==== Selected passage

And, adding to these fears and concerns are the rumors that are passed back and forth (they are going to stop the bullet proof buses) and the realities that exist (no mail for the Yishuvim. )

Do we count? Are we now dismissed. A mock concern is made for our feelings but the real desire on part of a segment of the Israeli population is hatred toward us. And hatred I think to G-d, and a specific moral way of life.

It is so much easier to chuck all the rules. Believe me, I've been tempted at times. How much easier it would be to shop on a Saturday, or forget family purity laws; they are a drag anyway. How much fun can the three weeks be, a state of mourning, ending with the nine days; no meat, no bathing for pleasure, all during the hotttest time of the year. Right, like, G-d, couldn't you have done this during the winter? The fast days, worrying about Kashrut, whether the food had been tithed or whether one needs to do it oneself, saying one's prayers before and after eating, after using the facilities, before going to bed and waking up, covering my hair...and the list goes on. So much easier to chuck it, at least the parts that don't make sense to me, and maybe mixing and matching whatever rules I l ike till I have what I like, as if the Torah was a linen store and I was choosing the blankets and sheets---but I can't do that.

I can't give up on Torah and I can't give up on the lands G-d gave us, not so much as a gift but as responsibility; to care for her and guard her and use her for purposes dedicated to G-d. in honor of G-d.

Much of the world wants to us to give up on G-d, and so tries to convince us that G-d has given up on us. We may as well chuck in all in because G-d doesn't care or G-d doesn't exist, but my soul knows a different story.

So I cling to His laws, even when I don't particularly want to comply with His ruling, and I cling to the land, even if the world tries to tear my from her heart. My body is suspetible, it is easy to harm or kill, my mind can falter and die, but neither my heart nor soul will turn. Ani l'dodi v' dodi li" I am my beloveds and my beloved is mine. I belong to G-d and threaten or cajole me, promise or sneer at me for my position, the battle may be won by the world, and they may cheer, but in the end, the war is won by G-d.

Posted by Rachel Ann at January 3, 2005 08:07 AM

this was a wonderful piece. I do understand perhaps as well as any gentile can, your life of the land and how you are tied to it and to faith and the Torah... In a small way I feel this way about my Hawaii, and will now give it up for the sake of my husband my faith and Him Who Is Greater, who seems to ask this of me...It is very hard. Im not sure I would have been as kind as you were to your neighbors. I find that sort of thing reprehesable, and that there is no acknowledgement of the act is wrong...

I will be blogrolling you. You are a unique voice!

========

Written problem: Reproduce word for word the passage of the blog post that begins with "I can't give up on Torah" and ends with "honor of G-d.". The data that comes next is separate from the blog post.

==== Data provided

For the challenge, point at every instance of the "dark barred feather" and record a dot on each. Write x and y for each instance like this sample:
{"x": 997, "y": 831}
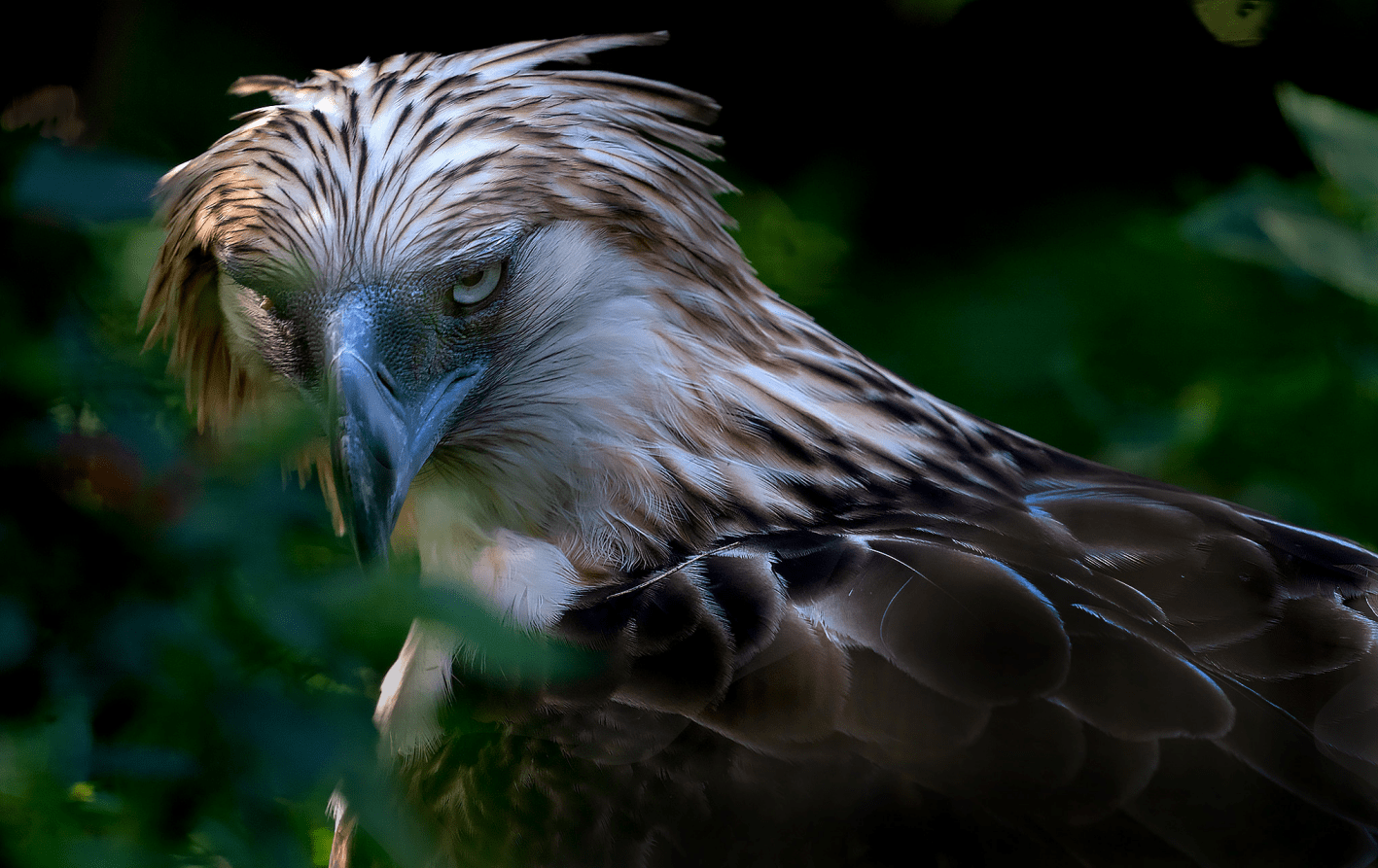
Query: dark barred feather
{"x": 843, "y": 623}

========

Exercise response:
I can't give up on Torah and I can't give up on the lands G-d gave us, not so much as a gift but as responsibility; to care for her and guard her and use her for purposes dedicated to G-d. in honor of G-d.